### Image-grounded pointing data
■ ■ ■ ■ ■

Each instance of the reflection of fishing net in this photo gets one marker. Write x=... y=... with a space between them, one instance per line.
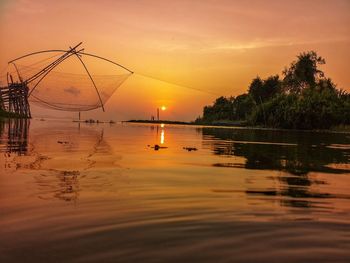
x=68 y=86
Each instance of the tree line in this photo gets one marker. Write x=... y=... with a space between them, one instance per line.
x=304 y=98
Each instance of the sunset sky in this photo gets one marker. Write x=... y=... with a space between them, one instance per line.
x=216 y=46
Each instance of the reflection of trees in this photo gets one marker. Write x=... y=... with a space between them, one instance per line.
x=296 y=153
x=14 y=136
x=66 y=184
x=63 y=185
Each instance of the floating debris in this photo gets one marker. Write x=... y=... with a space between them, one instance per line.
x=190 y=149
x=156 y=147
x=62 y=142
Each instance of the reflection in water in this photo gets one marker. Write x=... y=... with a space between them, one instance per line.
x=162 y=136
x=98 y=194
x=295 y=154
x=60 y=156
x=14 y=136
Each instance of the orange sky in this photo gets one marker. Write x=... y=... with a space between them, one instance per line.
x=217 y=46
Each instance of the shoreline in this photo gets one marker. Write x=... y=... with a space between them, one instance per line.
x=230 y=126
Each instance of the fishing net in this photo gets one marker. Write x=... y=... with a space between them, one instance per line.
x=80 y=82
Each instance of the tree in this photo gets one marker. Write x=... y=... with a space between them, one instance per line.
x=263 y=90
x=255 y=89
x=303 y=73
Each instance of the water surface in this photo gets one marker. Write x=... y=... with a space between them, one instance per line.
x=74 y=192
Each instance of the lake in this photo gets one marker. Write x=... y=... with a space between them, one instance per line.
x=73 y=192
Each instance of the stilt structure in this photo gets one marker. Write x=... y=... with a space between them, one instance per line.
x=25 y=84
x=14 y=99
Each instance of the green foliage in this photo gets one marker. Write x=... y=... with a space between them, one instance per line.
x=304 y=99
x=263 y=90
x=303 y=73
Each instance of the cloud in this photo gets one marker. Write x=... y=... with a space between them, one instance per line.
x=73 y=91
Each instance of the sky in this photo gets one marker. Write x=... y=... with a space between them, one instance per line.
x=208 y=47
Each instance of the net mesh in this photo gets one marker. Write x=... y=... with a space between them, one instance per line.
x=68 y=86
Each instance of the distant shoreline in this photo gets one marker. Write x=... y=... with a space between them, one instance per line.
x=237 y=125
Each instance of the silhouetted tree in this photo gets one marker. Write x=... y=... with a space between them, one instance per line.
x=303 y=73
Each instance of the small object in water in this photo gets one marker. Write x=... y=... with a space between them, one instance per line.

■ ■ ■ ■ ■

Keep every word of the records above exactly, and return them with no pictures.

### Solution to this task
Each instance of the reflection of fishing net in this photo gets one marker. Write x=... y=... with a space between them, one instance per line.
x=68 y=86
Each instance of the tree line in this photo gets one marker. Write x=... y=... with a space between them, one instance per line.
x=304 y=98
Each instance of the sunset sky in this photo gets one marker. Write x=... y=... with a space between them, one instance per line.
x=216 y=46
Each instance of the reflection of trees in this photo gets one marker. Write x=... y=... with a space between them, one instance per line.
x=296 y=153
x=14 y=136
x=66 y=184
x=63 y=185
Each instance of the floating debris in this photo gets one marker. Write x=... y=... with a space between them, one instance per line.
x=190 y=149
x=156 y=147
x=62 y=142
Each instance of the reflection in water in this photo gets one marker. Write x=... y=... with a space between them, one instance per line.
x=162 y=136
x=98 y=194
x=295 y=154
x=60 y=156
x=14 y=136
Each instance of the orange sky in this photo gets one marker. Write x=... y=... with a space between them, one instance per line.
x=217 y=46
Each instance of the shoreline in this photo gets one marker. Write x=... y=... with a space between them, one instance per line.
x=230 y=126
Each instance of the fishing net in this photo gets one marker. Write x=... y=... with a space between them, one instance per line.
x=80 y=82
Each instance of the tree in this photo gets one marker. Write x=... y=... with a space between them, one instance per line.
x=263 y=90
x=255 y=89
x=303 y=73
Each instance of the water surface in this photo gets one marker. Write x=... y=... with a space between them, one instance per line.
x=74 y=192
Each instance of the lake in this photo gets one marker. Write x=... y=... with a space between them, one instance per line.
x=73 y=192
Each instance of the stilt structure in this photo gets one marker. Write x=... y=... with a space between them, one instance per line.
x=25 y=84
x=14 y=99
Each instance of the green foliage in this photo gets one marker. Write x=... y=... with a space between them, one instance per line.
x=304 y=99
x=263 y=90
x=303 y=73
Each instance of the cloud in this photo gets one marker. Write x=... y=... with a space between them, one instance per line.
x=73 y=91
Each instance of the sky in this photo gets one marker. Write x=... y=... with a space between them, one instance per line.
x=208 y=47
Each instance of the net mesh in this photo gets one marker. Write x=... y=... with a space between them, one instance per line.
x=68 y=86
Each instance of the distant shoreline in this photo gets one marker. Write x=... y=... with a space between them, one instance per line.
x=237 y=125
Each instance of the silhouetted tree in this photo gets one marker. Write x=... y=... with a space between them, one instance per line.
x=303 y=73
Each instance of the small object in water in this photo gets one marker. Write x=... y=... with a space between them, one instance per line.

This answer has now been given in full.